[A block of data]
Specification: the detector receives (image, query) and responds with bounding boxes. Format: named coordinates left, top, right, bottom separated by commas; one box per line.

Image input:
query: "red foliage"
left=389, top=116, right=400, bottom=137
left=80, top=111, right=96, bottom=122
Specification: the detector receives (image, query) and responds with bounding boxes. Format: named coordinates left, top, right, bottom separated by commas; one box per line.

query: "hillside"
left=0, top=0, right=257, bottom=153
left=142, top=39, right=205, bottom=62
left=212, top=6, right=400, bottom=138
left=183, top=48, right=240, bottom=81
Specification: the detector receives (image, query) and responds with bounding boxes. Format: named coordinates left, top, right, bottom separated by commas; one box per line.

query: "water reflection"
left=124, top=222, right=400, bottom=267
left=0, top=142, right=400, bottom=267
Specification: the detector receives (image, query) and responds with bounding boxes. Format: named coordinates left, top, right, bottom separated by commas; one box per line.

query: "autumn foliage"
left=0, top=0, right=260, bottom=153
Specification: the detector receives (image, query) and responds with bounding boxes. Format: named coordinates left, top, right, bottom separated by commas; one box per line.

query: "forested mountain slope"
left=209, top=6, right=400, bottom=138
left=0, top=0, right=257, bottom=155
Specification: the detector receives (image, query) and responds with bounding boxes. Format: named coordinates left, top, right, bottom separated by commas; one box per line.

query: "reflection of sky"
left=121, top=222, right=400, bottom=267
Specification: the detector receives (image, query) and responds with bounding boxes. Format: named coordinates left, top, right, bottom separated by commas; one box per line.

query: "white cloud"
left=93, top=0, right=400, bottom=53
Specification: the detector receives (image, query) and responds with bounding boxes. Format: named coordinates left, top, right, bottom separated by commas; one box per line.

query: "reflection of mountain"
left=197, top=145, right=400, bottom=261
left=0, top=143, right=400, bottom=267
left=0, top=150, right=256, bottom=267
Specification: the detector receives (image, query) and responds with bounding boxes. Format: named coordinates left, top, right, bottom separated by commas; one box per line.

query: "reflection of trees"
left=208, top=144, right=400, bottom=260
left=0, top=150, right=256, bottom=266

### WORK REQUIRED
Could you format every line of the entries above as a JSON list of strings, one string per line, with the blank lines left out?

### SOLUTION FOR THIS TASK
[
  "Specification: the detector receives (image, query) and responds with bounding boxes. Format: named coordinates left, top, right, bottom separated by commas; one box per line.",
  "Image input:",
  "query: \"red foliage\"",
  "left=389, top=116, right=400, bottom=137",
  "left=80, top=111, right=96, bottom=122",
  "Specification: the detector receives (image, query) and responds with bounding boxes. Format: named coordinates left, top, right, bottom separated by commas; one box per line.",
  "query: \"hillside\"",
  "left=0, top=0, right=257, bottom=153",
  "left=142, top=39, right=205, bottom=62",
  "left=212, top=6, right=400, bottom=138",
  "left=183, top=48, right=240, bottom=81",
  "Specification: the detector receives (image, query) and responds with bounding boxes. Format: named coordinates left, top, right, bottom separated by commas; one box per line.",
  "query: \"water reflection\"",
  "left=124, top=222, right=400, bottom=267",
  "left=0, top=142, right=400, bottom=267",
  "Specification: the detector receives (image, query) and responds with bounding boxes. Format: named coordinates left, top, right, bottom separated by commas; one box per line.",
  "query: \"autumn foliage\"",
  "left=0, top=0, right=260, bottom=153",
  "Specification: the detector receives (image, query) and responds with bounding boxes. Format: named coordinates left, top, right, bottom separated by commas; one box per line.",
  "query: \"forested mountain slope\"",
  "left=209, top=6, right=400, bottom=138",
  "left=0, top=0, right=257, bottom=155",
  "Specification: the detector receives (image, query) and responds with bounding boxes. Format: named coordinates left, top, right, bottom separated by commas; one box per line.",
  "query: \"reflection of sky\"",
  "left=121, top=222, right=400, bottom=267",
  "Specification: the detector receives (image, query) and responds with bounding boxes. Format: named coordinates left, top, right, bottom separated by commas; one box per line.",
  "query: \"white cloud\"",
  "left=93, top=0, right=400, bottom=53",
  "Specification: the detector receives (image, query) and responds with bounding boxes. Format: named coordinates left, top, right, bottom separated by commas; one box per line.",
  "query: \"reflection of mountain\"",
  "left=197, top=145, right=400, bottom=261",
  "left=0, top=143, right=400, bottom=267",
  "left=0, top=150, right=256, bottom=267",
  "Specification: the detector receives (image, query) and responds with bounding boxes. Format: named coordinates left, top, right, bottom separated by commas; one box per line.",
  "query: \"reflection of trees\"",
  "left=208, top=144, right=400, bottom=260",
  "left=0, top=150, right=256, bottom=266"
]